#### Estratto ####

Pan è l’unico dio che muore. Ed è l’unico dio in grado di suscitare timore con il suo grido, di sollecitare la carne e l’istinto, certo, ma anche di evocare la morte, essendo morto egli stesso. Chi guarda Pan, cambia irreversibilmente. Eppure, è anche una garanzia, perché impedisce che si liberino gli orrori di cui gli esseri umani sono capaci: è come se, vedendo un hobbit precipitare nel fuoco con un anello magico o un drago che scioglie in un fuoco altrettanto potente un trono di ferro, ci sentissimo rassicurati sull’ordine delle nostre vite, se decidiamo di non superare i confini, o di limitarci a raccontarli. 
Scrivere racconti fantastici significa confrontarsi con Pan, dunque con il caos. Il caos del mito, quello che irrompe in una vita tranquilla e la cambia irrimediabilmente. 

Realismo
Ogni storia fantastica, è realista. Reali sono le emozioni, le paure, la società presenti nella narrazione. Cambia, semplicemente, lo sguardo di chi narra. Nell’introduzione che Stephen King scrive nel 1977 per la raccolta A volte ritornano è detto chiaramente: «Le opere di Edward Albee, di Steinbeck, di Camus, di Faulkner, trattano di paura e di morte, talvolta con orrore; ma in genere questi scrittori mainstream lo fanno in modo più normale, più realistico. Il loro lavoro si colloca entro la cornice del mondo razionale: sono storie che possono accadere. Viaggiano lungo quella linea sotterranea che corre attraverso il mondo esterno. Ci sono altri autori (James Joyce, di nuovo Faulkner, poeti come T.S. Eliot, Sylvia Plath, Anne Sexton) la cui opera si colloca nella terra dell’inconsapevolezza simbolica. Viaggiano sulla sotterranea che corre attraverso il paesaggio interno. Ma chi scrive racconti dell’orrore, quando coglie nel segno, è quasi sempre al terminal dove le due linee fanno capo».
Raccontare significa restituire quel che si respira: non importa la forma che si sceglie, conta lo spirito del tempo che sappiamo cogliere. Nel 1968 George A. Romero gira La notte dei morti viventi, cui dobbiamo l’immaginario ancora perdurante dello zombie. Il 1968 fu l’anno del massacro di Mỹ Lai, 504 civili inermi torturati e stuprati dai soldati dell’esercito statunitense. Lawrence Coburn, uno di loro, disse: «MỹLai… è come se i morti avessero preso ad afferrare i vivi. Come se non ci fosse scampo alla nostra, alla mia maledizione».

####

(a) Secondo l'estratto, che cosa accade a chi guarda Pan?
(b) In quale anno Stephen King scrive l'introduzione per la raccolta A volte ritornano?
(c) Quanti civili inermi furono vittime del massacro di Mỹ Lai?

#### Voci riportate ####

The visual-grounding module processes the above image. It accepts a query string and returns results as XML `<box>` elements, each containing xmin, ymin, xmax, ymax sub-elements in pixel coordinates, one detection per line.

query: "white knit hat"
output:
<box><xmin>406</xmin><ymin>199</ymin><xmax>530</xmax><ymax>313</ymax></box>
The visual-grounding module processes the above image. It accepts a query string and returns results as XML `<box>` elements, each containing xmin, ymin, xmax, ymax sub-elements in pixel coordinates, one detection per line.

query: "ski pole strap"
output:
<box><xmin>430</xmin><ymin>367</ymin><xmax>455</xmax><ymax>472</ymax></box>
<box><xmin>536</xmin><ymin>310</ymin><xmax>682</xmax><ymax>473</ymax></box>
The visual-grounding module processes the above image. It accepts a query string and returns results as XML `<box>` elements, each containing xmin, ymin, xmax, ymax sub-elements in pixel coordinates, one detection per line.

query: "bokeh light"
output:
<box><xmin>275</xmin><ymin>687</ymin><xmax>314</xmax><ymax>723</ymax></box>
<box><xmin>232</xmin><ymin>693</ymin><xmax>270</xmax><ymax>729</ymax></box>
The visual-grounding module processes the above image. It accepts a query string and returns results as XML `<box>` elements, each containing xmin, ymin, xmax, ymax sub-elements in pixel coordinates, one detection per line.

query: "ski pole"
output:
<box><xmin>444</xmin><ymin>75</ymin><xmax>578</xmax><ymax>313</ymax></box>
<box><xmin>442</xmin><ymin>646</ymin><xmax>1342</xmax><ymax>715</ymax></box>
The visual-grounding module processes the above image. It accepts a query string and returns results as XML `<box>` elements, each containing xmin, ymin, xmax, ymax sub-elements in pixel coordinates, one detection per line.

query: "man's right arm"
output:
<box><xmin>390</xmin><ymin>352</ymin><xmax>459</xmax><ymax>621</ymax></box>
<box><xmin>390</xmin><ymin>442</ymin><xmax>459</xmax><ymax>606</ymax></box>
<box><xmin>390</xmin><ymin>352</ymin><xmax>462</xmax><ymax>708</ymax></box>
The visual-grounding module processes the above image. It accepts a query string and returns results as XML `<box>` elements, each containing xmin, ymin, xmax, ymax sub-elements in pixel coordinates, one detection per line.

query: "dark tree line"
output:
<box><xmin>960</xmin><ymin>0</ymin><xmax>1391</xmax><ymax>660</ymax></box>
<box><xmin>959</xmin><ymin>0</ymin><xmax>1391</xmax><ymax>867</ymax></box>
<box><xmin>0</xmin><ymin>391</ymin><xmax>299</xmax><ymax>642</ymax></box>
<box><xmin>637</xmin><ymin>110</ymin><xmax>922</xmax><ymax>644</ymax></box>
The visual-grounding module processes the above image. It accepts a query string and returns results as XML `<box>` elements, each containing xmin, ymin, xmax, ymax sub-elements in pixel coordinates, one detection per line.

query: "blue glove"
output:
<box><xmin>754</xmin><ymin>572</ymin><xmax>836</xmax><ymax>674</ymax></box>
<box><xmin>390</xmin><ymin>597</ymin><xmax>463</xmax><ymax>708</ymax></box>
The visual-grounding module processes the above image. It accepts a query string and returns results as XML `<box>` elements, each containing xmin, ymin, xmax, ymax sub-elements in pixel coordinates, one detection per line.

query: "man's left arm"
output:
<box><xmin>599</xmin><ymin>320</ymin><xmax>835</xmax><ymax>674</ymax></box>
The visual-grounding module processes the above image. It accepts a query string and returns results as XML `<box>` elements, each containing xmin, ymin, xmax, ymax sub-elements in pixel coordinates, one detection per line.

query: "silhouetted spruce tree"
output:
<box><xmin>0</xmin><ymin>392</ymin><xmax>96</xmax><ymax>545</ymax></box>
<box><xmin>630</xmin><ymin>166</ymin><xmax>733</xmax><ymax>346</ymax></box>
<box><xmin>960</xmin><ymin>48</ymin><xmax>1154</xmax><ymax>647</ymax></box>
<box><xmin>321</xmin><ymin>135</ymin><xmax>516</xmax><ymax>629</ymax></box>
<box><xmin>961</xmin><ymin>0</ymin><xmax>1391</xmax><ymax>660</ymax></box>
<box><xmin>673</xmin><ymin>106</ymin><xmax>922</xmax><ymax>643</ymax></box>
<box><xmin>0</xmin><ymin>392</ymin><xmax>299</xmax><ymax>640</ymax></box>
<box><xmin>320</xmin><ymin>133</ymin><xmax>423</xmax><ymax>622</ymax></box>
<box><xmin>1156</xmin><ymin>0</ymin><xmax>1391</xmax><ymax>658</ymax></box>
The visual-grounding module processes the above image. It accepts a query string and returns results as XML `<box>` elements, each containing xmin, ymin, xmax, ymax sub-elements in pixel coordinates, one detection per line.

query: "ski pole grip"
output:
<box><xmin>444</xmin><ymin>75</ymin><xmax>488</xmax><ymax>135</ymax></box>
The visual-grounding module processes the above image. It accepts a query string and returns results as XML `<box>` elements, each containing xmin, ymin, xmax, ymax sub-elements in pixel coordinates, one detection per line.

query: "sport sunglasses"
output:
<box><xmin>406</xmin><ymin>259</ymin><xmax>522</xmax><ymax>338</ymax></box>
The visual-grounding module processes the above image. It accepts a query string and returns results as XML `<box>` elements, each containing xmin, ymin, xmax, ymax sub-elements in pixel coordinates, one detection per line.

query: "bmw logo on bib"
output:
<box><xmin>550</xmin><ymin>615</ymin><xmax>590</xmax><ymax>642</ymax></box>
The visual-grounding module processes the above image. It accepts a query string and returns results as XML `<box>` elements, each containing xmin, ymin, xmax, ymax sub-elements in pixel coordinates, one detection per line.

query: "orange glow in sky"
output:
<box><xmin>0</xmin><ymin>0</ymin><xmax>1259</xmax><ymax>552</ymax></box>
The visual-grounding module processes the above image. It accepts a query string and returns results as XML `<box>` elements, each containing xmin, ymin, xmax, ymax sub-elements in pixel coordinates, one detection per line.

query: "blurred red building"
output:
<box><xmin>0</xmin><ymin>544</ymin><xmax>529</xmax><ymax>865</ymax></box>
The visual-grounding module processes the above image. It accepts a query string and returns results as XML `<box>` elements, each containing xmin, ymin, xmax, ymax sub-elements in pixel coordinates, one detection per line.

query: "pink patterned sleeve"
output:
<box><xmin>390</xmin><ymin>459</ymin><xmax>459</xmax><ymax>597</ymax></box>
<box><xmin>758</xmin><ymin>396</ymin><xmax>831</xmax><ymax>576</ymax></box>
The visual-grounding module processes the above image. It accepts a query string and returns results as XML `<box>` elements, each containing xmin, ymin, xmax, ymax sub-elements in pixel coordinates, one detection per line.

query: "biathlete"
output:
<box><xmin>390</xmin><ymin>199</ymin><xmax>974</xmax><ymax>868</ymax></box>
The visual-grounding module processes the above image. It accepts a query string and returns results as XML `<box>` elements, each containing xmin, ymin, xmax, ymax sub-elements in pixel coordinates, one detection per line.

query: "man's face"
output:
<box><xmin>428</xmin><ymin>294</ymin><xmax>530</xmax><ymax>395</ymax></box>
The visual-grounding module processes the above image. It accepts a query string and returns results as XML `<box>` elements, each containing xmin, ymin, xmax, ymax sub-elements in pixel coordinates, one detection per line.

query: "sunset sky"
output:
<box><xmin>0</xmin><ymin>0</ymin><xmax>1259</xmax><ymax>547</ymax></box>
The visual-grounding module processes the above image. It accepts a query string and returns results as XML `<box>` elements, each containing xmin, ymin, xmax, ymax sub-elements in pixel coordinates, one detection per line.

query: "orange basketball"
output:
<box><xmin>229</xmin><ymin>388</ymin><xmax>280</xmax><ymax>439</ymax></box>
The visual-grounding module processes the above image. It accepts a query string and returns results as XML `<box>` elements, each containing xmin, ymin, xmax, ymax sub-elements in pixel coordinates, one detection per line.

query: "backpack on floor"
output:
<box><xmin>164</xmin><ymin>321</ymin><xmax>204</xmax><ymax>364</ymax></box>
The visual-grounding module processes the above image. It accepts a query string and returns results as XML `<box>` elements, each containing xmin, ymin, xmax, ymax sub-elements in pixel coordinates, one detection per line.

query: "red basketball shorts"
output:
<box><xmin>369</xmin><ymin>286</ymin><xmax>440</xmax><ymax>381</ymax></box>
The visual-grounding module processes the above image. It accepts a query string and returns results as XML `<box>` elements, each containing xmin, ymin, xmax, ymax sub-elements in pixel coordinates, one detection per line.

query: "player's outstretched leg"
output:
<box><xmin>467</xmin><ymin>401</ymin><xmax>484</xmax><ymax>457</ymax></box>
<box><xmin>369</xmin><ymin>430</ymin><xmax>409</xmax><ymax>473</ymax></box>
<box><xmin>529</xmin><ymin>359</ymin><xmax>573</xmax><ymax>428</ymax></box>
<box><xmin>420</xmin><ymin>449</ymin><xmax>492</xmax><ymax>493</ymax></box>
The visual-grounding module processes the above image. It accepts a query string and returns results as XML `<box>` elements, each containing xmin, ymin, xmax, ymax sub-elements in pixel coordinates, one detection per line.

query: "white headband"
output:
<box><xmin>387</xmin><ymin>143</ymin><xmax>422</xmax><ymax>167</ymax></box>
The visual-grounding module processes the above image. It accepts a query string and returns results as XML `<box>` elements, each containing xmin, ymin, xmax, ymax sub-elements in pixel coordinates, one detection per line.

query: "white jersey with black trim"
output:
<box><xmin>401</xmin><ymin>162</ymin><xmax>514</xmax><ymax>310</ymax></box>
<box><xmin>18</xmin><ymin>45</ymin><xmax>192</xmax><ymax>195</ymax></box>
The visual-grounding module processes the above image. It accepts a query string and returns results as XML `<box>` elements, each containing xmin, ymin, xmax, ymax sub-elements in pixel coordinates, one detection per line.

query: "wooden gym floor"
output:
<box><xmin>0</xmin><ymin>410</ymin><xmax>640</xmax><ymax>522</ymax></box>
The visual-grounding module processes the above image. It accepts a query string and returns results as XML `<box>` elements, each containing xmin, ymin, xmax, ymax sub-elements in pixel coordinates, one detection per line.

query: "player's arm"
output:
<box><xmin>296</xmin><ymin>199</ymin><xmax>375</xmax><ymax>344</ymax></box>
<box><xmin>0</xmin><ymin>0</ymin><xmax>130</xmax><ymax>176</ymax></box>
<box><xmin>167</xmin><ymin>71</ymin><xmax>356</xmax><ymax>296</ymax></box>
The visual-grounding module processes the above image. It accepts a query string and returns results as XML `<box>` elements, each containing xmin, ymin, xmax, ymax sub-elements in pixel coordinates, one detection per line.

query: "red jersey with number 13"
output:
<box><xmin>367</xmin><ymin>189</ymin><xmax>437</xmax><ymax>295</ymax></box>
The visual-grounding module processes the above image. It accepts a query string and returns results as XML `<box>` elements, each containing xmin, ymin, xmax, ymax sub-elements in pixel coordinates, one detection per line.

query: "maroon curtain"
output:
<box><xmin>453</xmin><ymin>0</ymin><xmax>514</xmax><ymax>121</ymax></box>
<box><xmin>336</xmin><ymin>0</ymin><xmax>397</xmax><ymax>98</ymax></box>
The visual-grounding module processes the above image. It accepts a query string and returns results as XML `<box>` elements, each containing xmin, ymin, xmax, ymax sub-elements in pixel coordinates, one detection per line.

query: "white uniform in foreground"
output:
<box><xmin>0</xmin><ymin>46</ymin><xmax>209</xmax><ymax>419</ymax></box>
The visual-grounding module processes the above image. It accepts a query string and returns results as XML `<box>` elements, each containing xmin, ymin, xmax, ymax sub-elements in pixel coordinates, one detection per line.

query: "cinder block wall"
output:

####

- **Risposta**
(a) Cambia irreversibilmente.
(b) Nel 1977.
(c) 504.